Excerpt
☆ ☆ ☆

The World Bank unveiled a US$12 billion aid package on Tuesday that will provide fast-track funds to help countries combat the coronavirus outbreak.
“The goal is to provide fast, effective action that responds to country needs,” World Bank President David Malpass told reporters.
He said it is critical to “recognise the extra burden on poor countries” least equipped in the struggle to prevent the spread of Covid-19.
The funds, some of which are targeted to the world’s poorest nations, can be used for medical equipment or health services and will include expertise and policy advice, the bank said in a statement.
The virus that erupted in central China in December has killed more than 3,000 worldwide and infected over 90,000 people.
Malpass said the money – US$8 billion of which is new – will go to countries that request help. The bank has been in contact with many member nations, but he did not specify which are likely to be the first to receive aid.
“The point is to move fast. Speed is needed to save lives,” he said in a conference call.
“We want to make the best use of the World Bank’s extensive resources and global expertise and the historical knowledge of crises,” he said, citing similar crisis funding to combat the Ebola and Zika outbreaks in recent years.
Meanwhile, citing concerns about the fast spread of the coronavirus, the World Bank and the International Monetary Fund said on Tuesday said they will adopt a “virtual format” for their Spring Meetings instead of convening in person in Washington.
The institutions’ Spring Meetings, scheduled this year for April 17-19, usually bring some 10,000 government officials, businesspeople, civil society representatives and journalists from across the globe to a tightly packed, two-block area of downtown Washington that houses their headquarters.
The institutions began considering the move, first reported by Reuters last week, as the disease continued to spread rapidly around the world.
The coronavirus outbreak is plunging the world economy into its worst downturn since the global financial crisis more than 10 years ago, the Organisation for Economic Cooperation and Development warned on Monday.

☆ ☆ ☆

Provided material
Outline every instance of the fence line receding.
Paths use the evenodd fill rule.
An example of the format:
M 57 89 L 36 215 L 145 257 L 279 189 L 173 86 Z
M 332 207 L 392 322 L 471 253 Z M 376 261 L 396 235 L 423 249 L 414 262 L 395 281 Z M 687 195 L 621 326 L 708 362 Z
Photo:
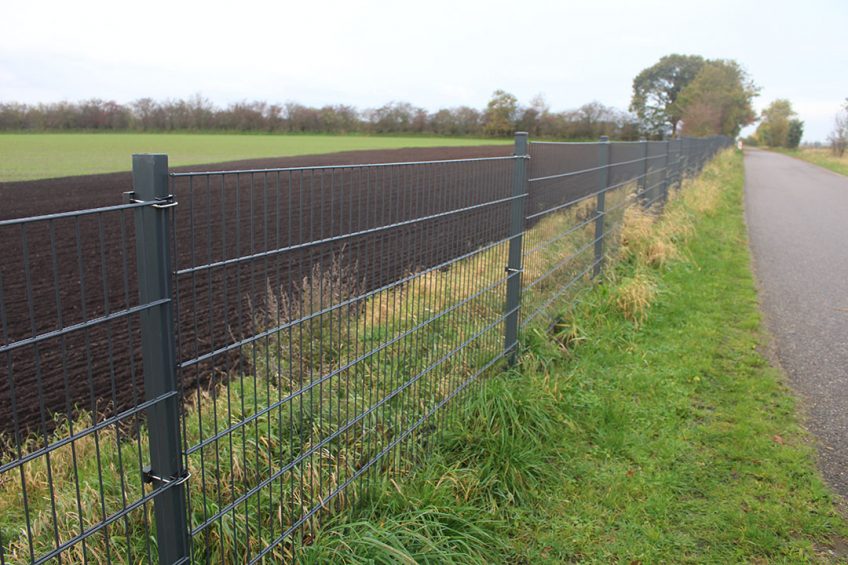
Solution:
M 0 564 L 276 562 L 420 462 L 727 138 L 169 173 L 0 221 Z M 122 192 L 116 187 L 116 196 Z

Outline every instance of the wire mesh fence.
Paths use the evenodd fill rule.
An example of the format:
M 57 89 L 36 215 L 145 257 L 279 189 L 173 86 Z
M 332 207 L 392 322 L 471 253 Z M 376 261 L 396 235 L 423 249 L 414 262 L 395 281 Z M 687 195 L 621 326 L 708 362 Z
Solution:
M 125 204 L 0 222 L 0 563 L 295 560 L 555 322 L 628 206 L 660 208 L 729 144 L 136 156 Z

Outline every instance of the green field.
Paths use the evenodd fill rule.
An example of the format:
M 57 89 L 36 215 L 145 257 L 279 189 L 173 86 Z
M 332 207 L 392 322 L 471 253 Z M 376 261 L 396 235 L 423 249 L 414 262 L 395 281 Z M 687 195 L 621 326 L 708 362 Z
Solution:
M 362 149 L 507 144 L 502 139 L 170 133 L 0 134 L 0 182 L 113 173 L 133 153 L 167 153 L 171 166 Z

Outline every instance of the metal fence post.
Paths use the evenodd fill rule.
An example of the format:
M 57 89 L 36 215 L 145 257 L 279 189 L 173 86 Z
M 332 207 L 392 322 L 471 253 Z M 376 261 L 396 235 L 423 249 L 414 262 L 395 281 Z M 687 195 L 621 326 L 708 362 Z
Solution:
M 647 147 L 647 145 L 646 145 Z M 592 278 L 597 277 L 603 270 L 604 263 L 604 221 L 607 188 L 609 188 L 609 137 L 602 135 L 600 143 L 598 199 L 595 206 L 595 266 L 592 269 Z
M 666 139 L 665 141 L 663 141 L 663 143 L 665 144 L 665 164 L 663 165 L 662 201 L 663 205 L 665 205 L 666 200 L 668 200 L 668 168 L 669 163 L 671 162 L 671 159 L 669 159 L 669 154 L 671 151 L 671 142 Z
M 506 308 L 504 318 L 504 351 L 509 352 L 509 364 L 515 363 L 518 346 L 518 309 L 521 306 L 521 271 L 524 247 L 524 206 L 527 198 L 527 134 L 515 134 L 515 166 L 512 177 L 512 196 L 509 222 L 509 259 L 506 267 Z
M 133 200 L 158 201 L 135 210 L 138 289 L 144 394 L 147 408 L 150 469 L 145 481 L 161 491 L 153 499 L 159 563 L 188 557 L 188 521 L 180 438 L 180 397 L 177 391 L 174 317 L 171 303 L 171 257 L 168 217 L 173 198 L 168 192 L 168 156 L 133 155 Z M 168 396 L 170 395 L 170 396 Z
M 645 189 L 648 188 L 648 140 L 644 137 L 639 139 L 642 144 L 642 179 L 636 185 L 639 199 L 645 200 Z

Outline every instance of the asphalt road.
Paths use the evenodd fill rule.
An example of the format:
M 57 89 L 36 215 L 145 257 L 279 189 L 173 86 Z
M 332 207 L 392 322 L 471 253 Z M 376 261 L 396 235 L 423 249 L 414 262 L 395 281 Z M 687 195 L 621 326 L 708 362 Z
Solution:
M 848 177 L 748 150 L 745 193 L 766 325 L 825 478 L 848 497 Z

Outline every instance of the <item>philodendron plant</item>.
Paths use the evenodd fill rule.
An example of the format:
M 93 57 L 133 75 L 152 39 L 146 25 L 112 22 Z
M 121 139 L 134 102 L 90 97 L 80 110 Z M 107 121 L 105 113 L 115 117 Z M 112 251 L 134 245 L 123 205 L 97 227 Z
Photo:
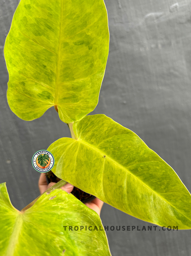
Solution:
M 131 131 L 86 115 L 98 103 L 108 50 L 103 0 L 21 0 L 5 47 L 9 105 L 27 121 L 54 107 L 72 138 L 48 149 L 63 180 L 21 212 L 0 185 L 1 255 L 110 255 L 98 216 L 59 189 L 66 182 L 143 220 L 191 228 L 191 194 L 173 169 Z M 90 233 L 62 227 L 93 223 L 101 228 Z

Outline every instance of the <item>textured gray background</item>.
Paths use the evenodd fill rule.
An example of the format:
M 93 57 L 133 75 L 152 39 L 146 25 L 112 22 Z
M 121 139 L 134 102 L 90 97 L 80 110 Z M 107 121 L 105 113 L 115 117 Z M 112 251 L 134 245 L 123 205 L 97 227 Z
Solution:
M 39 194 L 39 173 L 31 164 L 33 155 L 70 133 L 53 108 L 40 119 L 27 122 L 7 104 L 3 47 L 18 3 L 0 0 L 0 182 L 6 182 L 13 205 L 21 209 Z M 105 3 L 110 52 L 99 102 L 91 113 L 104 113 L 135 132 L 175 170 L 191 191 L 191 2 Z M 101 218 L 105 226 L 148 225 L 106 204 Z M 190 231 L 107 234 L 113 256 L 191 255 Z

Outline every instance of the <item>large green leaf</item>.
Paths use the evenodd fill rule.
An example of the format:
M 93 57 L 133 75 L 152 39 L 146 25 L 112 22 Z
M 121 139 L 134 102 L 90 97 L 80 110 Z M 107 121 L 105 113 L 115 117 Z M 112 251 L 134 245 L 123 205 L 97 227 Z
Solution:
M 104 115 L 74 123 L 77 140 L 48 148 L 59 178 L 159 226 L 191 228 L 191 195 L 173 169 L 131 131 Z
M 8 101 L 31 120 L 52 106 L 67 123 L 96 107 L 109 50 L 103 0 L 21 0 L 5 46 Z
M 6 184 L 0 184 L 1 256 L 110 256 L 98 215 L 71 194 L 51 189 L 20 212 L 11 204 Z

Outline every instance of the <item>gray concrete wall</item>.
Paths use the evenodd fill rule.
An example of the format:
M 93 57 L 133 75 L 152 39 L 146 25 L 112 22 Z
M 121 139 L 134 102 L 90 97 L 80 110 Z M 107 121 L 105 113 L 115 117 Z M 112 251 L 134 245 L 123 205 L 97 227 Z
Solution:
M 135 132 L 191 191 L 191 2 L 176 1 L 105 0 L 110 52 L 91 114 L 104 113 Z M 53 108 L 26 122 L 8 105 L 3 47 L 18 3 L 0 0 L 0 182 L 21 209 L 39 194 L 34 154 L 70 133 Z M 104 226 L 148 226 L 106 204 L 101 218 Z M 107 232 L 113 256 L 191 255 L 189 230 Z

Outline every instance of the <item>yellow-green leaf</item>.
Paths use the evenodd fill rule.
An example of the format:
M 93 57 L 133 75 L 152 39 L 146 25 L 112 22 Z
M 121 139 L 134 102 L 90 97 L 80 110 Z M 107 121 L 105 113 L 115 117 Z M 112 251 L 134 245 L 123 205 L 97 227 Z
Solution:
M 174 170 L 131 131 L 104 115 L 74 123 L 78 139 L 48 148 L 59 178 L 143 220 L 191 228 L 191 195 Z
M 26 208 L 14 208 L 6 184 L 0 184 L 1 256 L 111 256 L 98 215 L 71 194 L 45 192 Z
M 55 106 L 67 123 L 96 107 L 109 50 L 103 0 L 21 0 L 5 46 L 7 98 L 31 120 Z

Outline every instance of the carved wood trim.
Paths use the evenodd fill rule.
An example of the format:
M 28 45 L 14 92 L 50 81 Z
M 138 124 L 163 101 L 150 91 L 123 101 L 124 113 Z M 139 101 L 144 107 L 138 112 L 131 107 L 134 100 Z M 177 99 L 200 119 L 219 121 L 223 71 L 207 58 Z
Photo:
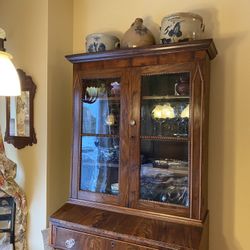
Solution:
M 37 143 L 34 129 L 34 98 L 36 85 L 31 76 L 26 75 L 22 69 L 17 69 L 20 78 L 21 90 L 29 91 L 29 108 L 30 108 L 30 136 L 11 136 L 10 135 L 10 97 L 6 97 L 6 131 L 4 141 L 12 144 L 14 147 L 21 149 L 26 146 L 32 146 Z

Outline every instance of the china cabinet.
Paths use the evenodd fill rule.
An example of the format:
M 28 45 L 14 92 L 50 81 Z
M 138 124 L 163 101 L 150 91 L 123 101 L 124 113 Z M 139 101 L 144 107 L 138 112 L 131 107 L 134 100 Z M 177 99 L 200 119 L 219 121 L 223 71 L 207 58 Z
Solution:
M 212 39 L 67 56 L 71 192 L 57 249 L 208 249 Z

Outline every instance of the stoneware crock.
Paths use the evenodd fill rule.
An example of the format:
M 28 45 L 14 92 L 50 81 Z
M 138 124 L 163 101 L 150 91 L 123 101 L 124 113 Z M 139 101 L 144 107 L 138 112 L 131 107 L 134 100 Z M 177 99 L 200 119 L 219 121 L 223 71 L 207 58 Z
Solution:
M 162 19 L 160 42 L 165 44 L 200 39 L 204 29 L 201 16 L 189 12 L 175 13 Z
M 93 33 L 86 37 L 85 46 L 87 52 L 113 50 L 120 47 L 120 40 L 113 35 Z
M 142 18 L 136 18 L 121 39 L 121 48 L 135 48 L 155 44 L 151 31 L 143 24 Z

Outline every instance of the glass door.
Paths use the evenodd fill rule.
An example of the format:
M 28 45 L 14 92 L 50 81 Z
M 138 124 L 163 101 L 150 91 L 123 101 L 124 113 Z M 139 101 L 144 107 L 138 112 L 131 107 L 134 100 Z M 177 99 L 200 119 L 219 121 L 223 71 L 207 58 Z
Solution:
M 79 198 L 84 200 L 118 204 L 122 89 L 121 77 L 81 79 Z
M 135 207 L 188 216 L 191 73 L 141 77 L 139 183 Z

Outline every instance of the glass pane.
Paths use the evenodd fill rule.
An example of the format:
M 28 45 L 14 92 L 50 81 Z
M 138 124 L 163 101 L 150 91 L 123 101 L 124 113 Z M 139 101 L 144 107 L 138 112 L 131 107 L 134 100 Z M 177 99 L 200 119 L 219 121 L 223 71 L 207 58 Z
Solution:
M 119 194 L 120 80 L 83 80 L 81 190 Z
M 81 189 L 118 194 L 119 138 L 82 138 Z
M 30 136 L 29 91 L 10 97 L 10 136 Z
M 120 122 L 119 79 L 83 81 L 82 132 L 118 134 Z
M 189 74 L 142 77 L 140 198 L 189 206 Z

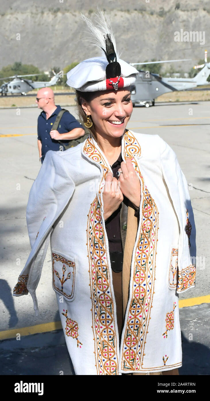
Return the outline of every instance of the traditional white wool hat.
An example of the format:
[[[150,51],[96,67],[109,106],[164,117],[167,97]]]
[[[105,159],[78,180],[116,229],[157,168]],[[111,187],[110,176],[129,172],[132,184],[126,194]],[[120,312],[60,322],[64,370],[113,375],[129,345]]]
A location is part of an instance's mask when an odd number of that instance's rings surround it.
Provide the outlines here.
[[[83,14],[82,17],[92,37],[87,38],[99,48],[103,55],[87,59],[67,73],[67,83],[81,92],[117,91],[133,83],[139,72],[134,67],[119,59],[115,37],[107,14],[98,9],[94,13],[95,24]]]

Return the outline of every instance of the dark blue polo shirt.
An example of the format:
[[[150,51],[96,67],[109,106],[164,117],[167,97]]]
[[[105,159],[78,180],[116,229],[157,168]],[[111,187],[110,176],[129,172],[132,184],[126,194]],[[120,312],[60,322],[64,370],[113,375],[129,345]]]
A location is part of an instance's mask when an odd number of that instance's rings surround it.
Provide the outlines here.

☆ ☆ ☆

Activity list
1) In the World Bank article, how much of the US$12 billion package is new money?
2) Summarize the World Bank article in two sentences.
3) Write the next paragraph of the World Bank article, picking up after its final sentence.
The rows have no connection to the news article about the World Bank's coronavirus aid.

Exercise answers
1) US$8 billion of the package is new.

2) The World Bank announced a US$12 billion aid package, US$8 billion of it new, to give fast-track funding to countries fighting the coronavirus, with some money aimed at the poorest nations and usable for medical equipment, health services, expertise and policy advice. Because of the virus's spread, the World Bank and the International Monetary Fund also said they would hold their April Spring Meetings in a virtual format instead of meeting in person in Washington.

3)
IMF Managing Director Kristalina Georgieva and World Bank President David Malpass said in a joint statement that their goal was to serve their membership effectively while ensuring the health and safety of participants and staff.
They said the institutions would leverage IT-related and virtual connection capabilities to hold essential policy consultations, while continuing to share IMF and World Bank analyses.
“With this adapted format, we are confident that our member countries will be able to effectively engage on pressing global economic issues at these Spring Meetings,” they said.
An IMF official said that one possible exception to the virtual meetings shift is that the 24-member International Monetary and Financial Committee – the Fund’s steering committee – may still meet face to face.
Details for the meeting are still being worked out, the official said. The equivalent panel at the World Bank, the Development Committee, is planning to meet in a virtual format, a World Bank spokesman said.
The rapid spread of the virus raised concerns inside the IMF and the World Bank that the close interactions among people from their 189 member countries at the Spring Meetings could inadvertently contribute to the problem.
After the September 11, 2001 attacks on New York and Washington, the IMF and World Bank cancelled their annual meetings scheduled for later that month in the US capital. The meetings were reconvened in November 2001 in Ottawa, Canada.
The by-laws of both institutions state that their annual meetings of boards of governors, normally held in the fall, must be held in person.